→ Source
****

The Death of Wolverine is an event comic currently running at Marvel by Charles Soule and Steven McNiven and I could not be happier the 5’3 Canadian is being killed off. He has become the most oversaturated and uninteresting comic character without any clear or consistent motivation for years now.

He is an Avenger. He is an X-Men. He is part of a black-ops team. He founded and teaches at a new school for mutants. He was possesed by a demon. He discovered his past. He lost his healing factor. He does what has to be done e.g. murder, cut, and dismember people including his own son but doesn’t want young mutants to be on the frontlines when the X-Men are needed. This is just the last ten years of stories for Wolverine so obviously death might be one of the few storylines left to explore with this character. The problem is, with a timeline that basically perpetually frozen so their characters don’t age all of this jumbling of progress and motivation has made Logan impossible for me to care about.

The other problem is that he’s in every book. In one book he’s lecturing Scott Summers about how teenagers aren’t soldiers, in another he’s telling Captain America that sometimes killing is the only solution, in another he’s drinking beers with Spider-Man playing the gruff stoic friend to Peter Park and then in another he’s killing people with his teenage clone X-23 with the rest of his black ops team. The character needs consistency and if they need to kill him off to do that then I am all for it.

There is no change in comics, just the illusion of change. Wolverine coming back from the dead isn’t an eventuality but an inevitability. Hopefully he is in a limited capacity, like say, in one solo ongoing and one team book. If he’s going to be in the Avengers, don’t put him in X-Force or the X-Men. If he’s in one ongoing where he’s trying to fight moon mutant don’t have another one where he’s underneath the Earth’s soil marrying a mole woman. When you put him in all these different books so close together acting differently than he does in all the other books he appears in you’re telling me that Wolverine doesn’t matter, the storyline doesn’t matter, and making me well aware of the illusion of change.

For people who don’t read comics it is much easier to like Wolverine. He is like the definition of power fantasy. He has sharp blades coming out of his hand, he heals from almost anything, has a clear purpose in life (finding out his past) while doing and saying whatever he wants because he’s not to be messed with. Imagine what it’s like to be around that guy all the time but everytime you hang out he contradicts himself. That is what it’s like to read Wolverine in comics.

So go ahead Marvel, kill him. Make X-23 the new Wolverine for a couple of years, explore what motivates her and then when you bring Wolverine back give him a motivation I can get behind instead of plopping him into a story to raise sales of an issue. It makes sense to me. One of the most interesting storylines to happen to Batman in the last couple of years was for Bruce to get lost in time while Dick Grayson took on the mantle. While you’re at it, kill off Deadpool too.

****

→ Listed entries
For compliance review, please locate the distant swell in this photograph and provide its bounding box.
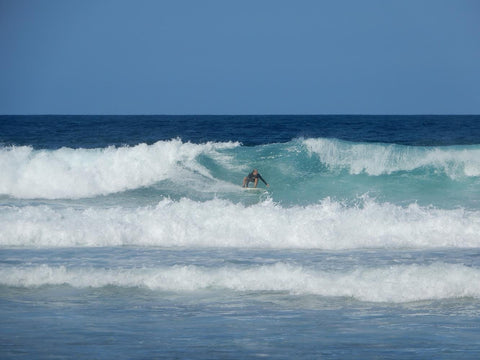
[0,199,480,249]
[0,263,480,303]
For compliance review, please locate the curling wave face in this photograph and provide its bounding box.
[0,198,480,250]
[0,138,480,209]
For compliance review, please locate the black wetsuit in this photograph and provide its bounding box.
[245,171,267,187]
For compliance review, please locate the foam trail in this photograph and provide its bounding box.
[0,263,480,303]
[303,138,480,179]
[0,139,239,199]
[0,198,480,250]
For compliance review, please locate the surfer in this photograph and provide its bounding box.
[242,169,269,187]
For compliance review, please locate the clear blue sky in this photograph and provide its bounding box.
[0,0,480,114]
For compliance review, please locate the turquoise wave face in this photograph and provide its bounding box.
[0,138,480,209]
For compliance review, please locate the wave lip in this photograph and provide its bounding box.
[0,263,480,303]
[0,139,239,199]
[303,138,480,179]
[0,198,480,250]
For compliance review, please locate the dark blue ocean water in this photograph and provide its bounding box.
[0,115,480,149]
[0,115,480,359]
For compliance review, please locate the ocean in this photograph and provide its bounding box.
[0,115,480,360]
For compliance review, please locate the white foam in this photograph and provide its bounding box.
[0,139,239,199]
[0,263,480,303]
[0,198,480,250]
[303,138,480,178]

****

→ Stated exercise
Answer from the Wolverine piece:
1. Which two creators does it name for The Death of Wolverine?
2. Which character does it propose should become the new Wolverine for a couple of years?
3. In the Batman storyline it mentions, who took on the mantle while Bruce was lost in time?
None of the data is needed here.

→ Task response
1. Charles Soule and Steven McNiven
2. X-23
3. Dick Grayson